수행할 과제>
아래 자료 전체를 다시 적되, "Practice step" 자리에는 "Training step" 표현을 넣고 나머지는 모두 그대로 두세요.

자료 목록>
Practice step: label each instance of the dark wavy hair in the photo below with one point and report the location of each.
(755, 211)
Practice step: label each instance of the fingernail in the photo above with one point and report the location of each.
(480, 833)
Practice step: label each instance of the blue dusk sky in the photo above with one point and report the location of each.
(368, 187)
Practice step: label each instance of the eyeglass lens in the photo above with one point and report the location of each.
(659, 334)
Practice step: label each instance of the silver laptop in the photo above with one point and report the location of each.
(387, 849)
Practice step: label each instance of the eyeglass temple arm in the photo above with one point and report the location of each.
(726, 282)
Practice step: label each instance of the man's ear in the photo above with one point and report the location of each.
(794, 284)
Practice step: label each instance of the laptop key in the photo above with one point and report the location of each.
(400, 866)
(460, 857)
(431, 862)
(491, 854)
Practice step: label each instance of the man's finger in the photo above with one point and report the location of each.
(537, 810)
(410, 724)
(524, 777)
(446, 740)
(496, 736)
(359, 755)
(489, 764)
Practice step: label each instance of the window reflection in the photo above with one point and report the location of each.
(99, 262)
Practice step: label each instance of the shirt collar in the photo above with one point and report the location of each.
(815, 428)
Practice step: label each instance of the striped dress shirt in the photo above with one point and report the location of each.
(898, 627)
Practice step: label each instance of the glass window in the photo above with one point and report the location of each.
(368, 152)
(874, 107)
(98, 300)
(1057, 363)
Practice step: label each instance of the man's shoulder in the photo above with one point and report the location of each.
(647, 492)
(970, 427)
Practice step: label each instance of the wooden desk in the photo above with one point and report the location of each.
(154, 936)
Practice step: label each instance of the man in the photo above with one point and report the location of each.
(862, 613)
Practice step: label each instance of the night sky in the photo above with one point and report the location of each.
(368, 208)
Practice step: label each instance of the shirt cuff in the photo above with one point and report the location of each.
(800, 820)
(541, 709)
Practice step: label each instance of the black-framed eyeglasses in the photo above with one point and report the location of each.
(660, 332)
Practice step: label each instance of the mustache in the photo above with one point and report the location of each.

과제 결과>
Training step: label each instance of the dark wavy hair in the photo below with one point and report the location of each.
(755, 211)
Training step: label each instance of the fingernail in the photo above with one point and report the location of each.
(480, 833)
Training step: label each instance of the blue dusk sky in the photo above with one point and report the location of each.
(368, 187)
Training step: label each instance of the eyeglass lens in the photo above with one point and report the location of each.
(659, 334)
Training step: label each instance of the silver laptop in the photo above with one point and report the location of each.
(387, 849)
Training step: label each instance of the eyeglass temple arm in the photo above with one point and report the location of each.
(726, 282)
Training step: label each instance of the man's ear in the photo above with one point and report the location of each.
(794, 284)
Training step: label each instance of the laptop key in the photo above with one point and report the location of each.
(400, 866)
(460, 857)
(431, 862)
(491, 854)
Training step: label each instance of the man's finger in the photo above with one point and report the location of each.
(537, 810)
(410, 724)
(524, 777)
(446, 740)
(496, 736)
(359, 755)
(489, 764)
Training step: label each instance of the window reflection in the photo above with one point and report the location of each.
(99, 262)
Training step: label each instance of the shirt collar in the photo above with one point and report the location of each.
(815, 428)
Training step: label each instance of the striped dress shirt in the photo above with one point and report the location of each.
(898, 627)
Training step: label each instance of the glass window in the photo above with one point and report the location of each.
(368, 152)
(874, 107)
(98, 300)
(1057, 363)
Training step: label each instance of the man's shoulder in the photo above with one point and report the location of each.
(647, 492)
(970, 427)
Training step: label each instance of the wooden desk in the photo above with one point and report the location of each.
(154, 936)
Training step: label each instance of the man in the photo above with one point and report the location of each.
(862, 613)
Training step: label each instance of the night sky in the photo above with one point and report the location of each.
(368, 208)
Training step: label each instance of the shirt cuff in the photo above with one point and report the location of each.
(800, 820)
(541, 709)
Training step: label each instance of the black-framed eyeglasses in the photo above with one point and report the location of each.
(660, 332)
Training step: label each instance of the mustache in the photo above with one point and report the location of each.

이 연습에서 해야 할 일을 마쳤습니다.